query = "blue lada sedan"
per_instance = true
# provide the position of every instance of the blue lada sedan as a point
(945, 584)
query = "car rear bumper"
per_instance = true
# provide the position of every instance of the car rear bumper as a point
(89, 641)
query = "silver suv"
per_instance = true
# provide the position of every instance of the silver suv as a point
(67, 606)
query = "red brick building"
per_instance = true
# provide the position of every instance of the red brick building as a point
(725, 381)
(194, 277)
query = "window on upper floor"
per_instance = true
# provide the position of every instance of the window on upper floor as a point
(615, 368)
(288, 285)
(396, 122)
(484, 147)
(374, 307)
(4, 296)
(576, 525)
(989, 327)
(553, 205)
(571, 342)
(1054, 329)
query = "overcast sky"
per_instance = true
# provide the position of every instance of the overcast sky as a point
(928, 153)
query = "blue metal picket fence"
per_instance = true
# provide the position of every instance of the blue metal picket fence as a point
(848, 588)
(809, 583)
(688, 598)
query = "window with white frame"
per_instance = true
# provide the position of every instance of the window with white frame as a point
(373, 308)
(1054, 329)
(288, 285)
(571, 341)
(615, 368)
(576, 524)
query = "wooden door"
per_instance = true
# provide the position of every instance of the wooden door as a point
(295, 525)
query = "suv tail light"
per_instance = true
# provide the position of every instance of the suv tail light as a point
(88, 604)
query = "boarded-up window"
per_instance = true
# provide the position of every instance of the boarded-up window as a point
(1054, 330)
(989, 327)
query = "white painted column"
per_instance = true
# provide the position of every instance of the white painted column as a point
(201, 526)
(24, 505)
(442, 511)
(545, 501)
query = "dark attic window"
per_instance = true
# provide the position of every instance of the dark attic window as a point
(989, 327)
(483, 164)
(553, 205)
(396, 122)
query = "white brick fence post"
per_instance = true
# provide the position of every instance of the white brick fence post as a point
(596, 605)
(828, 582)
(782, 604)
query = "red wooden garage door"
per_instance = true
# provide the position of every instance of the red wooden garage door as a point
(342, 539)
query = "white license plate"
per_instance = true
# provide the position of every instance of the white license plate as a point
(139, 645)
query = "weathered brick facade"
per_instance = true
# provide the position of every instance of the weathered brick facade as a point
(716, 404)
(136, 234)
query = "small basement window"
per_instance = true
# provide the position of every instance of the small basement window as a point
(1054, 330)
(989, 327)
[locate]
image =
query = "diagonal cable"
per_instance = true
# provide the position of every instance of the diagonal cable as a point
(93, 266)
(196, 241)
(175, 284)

——————

• **EXERCISE GOAL**: An exact copy of the lines from the one with "# provide the position of every instance of the white license" through the last line of the listing is the whole answer.

• **RESPONSE TO THIS TASK**:
# provide the position of every instance of the white license plate as a point
(139, 645)
query = "weathered brick facade"
per_instance = true
# provide the position of every instance of the weathered brick facade as a point
(716, 404)
(136, 234)
query = "small basement window"
per_instance = true
# provide the position of every instance of the small basement window as a point
(1054, 330)
(989, 327)
[locate]
image =
query = "diagonal cable"
per_instance = true
# provide the position of every instance of the diagonal cable as a point
(93, 266)
(196, 241)
(175, 284)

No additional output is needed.